Como no les basta con envenenar extraños, se han dedicado, con primor de eficacia, al mercado local. No hay pueblo de Colombia sin olla, como se llama el lugar donde se vende el producto mezclado, degradado multiplicado en su potencia para hacer daño irreparable. El consumo de la cocaína y sus derivados atroces en Colombia es un problema de salud, de escolarización, de violencia, de cuánto daño pueda imaginarse. Pero nunca se trata el tema.

Los Estados Unidos ya se pusieron serios con el asunto. Las cincuenta mil muertes anuales por sobredosis resultan insoportables. Las mafias organizadas alrededor del negocio son fuente de mil males y perplejidades. Y ya exigen, necesario comienzo, aspersión aérea con glifosato. Se cansaron de hacer de tontos que ponen plata para botar a la basura. Y de ser, al tiempo, las grandes víctimas del delito.

La receta está inventada y de sobra conocida. Fumigación, extinción de dominio express, extradición de los bandidos que pidan los Estados Unidos, antes de que los indulten los de la JEP, por supuesto. Y no está de sobra tal cual oportuno bombardeo contra los campamentos de los criminales.

No sabemos a quién se le ocurrió que echando machete se sustituye la eficiencia y rapidez de los aviones. Ni a quién confiarle la sustitución de los cultivos a los que se enriquecen con mantenerlos. Ni quién puso en manos de la JEP la extradición de los narcos. Ni quién castigó a los que bombardearon una cueva de bandidos. Entre todos ellos, nos dejaron en manos de la cocaína. Santo Dios.

Tarea a realizar:
Transcribe sin cambios el fragmento del artículo sobre la cocaína que empieza con las palabras "La receta está" y termina con "de los criminales.".

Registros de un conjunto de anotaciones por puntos
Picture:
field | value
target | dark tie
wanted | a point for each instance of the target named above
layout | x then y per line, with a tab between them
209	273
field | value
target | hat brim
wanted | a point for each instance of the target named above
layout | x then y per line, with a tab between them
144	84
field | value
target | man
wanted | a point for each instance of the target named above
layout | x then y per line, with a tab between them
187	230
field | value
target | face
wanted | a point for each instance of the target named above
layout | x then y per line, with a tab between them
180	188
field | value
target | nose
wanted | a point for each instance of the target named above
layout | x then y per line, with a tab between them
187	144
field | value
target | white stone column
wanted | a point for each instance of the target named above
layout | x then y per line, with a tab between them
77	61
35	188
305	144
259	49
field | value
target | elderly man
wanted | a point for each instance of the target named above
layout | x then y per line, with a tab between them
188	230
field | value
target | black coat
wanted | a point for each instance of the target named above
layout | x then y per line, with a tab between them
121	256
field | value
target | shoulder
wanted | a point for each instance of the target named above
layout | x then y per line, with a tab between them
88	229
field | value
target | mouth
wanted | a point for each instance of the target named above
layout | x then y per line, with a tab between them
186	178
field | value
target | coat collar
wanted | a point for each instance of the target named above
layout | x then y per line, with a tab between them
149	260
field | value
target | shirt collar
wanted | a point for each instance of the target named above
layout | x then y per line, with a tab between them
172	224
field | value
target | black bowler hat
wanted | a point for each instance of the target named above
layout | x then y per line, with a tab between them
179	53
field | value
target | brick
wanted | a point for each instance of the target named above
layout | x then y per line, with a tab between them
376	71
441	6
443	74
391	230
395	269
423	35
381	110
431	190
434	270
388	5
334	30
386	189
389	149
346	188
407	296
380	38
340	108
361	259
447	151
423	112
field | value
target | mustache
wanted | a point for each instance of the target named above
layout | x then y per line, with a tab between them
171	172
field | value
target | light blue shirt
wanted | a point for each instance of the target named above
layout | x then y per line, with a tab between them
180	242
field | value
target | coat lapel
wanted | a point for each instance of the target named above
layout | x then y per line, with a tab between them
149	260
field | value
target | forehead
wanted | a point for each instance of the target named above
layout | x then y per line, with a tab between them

Respuesta completa:
La receta está inventada y de sobra conocida. Fumigación, extinción de dominio express, extradición de los bandidos que pidan los Estados Unidos, antes de que los indulten los de la JEP, por supuesto. Y no está de sobra tal cual oportuno bombardeo contra los campamentos de los criminales.